(Pointing records)
■ ■ ■ ■ ■

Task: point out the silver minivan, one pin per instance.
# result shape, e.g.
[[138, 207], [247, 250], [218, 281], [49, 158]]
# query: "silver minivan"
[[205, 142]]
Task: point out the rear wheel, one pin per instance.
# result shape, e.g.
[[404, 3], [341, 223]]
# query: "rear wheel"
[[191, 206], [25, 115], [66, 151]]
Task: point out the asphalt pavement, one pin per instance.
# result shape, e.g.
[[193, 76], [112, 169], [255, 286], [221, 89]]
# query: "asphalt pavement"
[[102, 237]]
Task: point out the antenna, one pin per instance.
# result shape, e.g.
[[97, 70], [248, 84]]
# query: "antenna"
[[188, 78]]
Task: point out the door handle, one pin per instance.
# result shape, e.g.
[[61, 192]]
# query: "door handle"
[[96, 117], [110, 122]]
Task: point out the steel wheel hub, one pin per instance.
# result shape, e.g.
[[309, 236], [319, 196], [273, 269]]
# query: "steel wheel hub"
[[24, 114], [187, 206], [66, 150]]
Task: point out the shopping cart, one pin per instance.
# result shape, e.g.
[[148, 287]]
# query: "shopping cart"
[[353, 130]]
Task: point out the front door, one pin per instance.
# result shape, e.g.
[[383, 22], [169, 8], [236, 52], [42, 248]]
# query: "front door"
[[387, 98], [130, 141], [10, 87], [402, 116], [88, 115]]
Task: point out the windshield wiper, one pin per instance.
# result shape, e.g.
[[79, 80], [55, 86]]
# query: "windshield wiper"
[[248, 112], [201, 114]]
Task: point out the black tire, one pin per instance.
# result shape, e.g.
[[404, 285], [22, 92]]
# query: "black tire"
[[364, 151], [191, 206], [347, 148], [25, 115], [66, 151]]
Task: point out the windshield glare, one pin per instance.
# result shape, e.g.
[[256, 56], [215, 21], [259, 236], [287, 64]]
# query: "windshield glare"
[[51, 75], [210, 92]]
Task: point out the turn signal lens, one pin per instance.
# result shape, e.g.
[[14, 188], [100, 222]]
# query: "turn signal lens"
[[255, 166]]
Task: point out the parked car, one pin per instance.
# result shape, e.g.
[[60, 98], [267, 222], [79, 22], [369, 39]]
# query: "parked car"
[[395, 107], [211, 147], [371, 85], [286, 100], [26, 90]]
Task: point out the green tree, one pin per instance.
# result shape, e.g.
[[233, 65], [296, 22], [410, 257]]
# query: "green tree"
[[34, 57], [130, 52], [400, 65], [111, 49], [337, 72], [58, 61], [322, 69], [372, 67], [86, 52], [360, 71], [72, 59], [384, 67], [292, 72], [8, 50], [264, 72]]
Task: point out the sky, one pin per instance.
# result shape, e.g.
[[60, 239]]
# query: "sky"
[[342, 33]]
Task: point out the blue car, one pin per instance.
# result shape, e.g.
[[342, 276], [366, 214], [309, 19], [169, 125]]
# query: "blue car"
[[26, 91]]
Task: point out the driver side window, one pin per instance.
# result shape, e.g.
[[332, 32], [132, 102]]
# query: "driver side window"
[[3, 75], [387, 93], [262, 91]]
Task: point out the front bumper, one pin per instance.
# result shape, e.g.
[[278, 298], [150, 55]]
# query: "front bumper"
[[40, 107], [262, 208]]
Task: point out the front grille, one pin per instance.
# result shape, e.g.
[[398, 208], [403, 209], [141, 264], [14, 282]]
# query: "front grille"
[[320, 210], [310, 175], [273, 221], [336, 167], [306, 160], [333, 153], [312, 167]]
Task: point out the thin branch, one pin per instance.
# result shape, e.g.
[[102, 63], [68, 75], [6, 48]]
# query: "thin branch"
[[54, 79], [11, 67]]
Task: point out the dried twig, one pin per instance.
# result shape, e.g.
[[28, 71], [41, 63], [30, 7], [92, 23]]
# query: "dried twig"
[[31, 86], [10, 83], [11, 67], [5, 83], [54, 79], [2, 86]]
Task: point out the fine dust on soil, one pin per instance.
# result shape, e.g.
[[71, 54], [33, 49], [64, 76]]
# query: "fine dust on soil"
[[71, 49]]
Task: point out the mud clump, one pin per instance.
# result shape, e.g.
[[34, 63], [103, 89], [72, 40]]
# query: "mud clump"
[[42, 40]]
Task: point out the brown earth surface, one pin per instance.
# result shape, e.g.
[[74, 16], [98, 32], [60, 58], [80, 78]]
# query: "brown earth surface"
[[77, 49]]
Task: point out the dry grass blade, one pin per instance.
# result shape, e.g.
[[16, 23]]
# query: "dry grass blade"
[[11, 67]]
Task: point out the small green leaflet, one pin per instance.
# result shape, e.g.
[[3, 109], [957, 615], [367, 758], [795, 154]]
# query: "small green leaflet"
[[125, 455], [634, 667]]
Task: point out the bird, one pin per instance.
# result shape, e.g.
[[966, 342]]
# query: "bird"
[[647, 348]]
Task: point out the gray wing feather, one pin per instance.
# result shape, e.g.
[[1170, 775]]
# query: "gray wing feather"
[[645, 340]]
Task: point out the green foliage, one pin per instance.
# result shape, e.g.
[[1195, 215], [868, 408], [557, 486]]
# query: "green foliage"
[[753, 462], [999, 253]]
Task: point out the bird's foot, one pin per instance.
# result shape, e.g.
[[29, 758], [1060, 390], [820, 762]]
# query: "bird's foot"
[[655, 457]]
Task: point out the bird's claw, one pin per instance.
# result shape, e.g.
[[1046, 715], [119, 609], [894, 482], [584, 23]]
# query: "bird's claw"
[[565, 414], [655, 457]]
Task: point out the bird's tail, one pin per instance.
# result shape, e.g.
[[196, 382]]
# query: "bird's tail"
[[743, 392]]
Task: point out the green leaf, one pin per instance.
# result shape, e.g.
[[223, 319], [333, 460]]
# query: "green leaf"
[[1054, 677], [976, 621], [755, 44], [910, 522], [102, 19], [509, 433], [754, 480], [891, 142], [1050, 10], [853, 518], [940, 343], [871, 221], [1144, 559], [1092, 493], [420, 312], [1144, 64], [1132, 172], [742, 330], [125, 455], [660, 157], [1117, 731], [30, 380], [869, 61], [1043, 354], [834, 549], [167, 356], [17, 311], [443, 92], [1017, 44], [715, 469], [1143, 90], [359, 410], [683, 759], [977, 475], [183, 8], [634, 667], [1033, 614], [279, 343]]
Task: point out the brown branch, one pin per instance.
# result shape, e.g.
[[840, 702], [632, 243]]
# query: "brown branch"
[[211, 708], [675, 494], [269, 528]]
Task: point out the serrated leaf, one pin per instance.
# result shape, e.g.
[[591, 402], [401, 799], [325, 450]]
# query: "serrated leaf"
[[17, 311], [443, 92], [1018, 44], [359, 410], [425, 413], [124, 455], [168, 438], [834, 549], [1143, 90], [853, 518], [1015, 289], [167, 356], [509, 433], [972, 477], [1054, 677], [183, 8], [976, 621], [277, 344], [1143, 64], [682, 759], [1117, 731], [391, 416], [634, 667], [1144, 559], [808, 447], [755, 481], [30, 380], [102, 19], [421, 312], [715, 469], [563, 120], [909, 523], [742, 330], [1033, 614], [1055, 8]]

■ ■ ■ ■ ■

#### [What needs to be done]
Please write out the records again, starting with the first line and going on through the line with "[[353, 130]]", requests included, and shift every coordinate in the answers by -31.

#### [Completed exercise]
Task: point out the silver minivan, one pin per instance.
# result shape, e.g.
[[138, 207], [247, 250], [218, 281], [49, 158]]
# query: "silver minivan"
[[174, 111]]
Task: point out the rear wheel, one pin per instance.
# result shape, e.g.
[[404, 3], [341, 223]]
# query: "rear wheel"
[[160, 175], [-6, 84], [35, 120]]
Task: point out the asphalt pavement, one pin per instance.
# result shape, e.g.
[[193, 76], [112, 169], [255, 286], [221, 89]]
# query: "asphalt pavement"
[[71, 206]]
Task: point out the antenna, one pin per instance.
# result shape, e.g.
[[97, 70], [248, 84]]
# query: "antenna"
[[157, 47]]
Task: point out the door handle, one pin per instance.
# result shape, e.g.
[[61, 192]]
# query: "door handle"
[[65, 86], [79, 91]]
Task: point out the steel wheel hub, one pin per instance.
# result shape, e.g.
[[309, 236], [319, 196], [273, 269]]
# query: "steel wheel hub"
[[-7, 83], [156, 175], [35, 119]]
Task: point out the shopping cart, one pin per instance.
# result shape, e.g.
[[148, 287]]
# query: "shopping cart"
[[322, 99]]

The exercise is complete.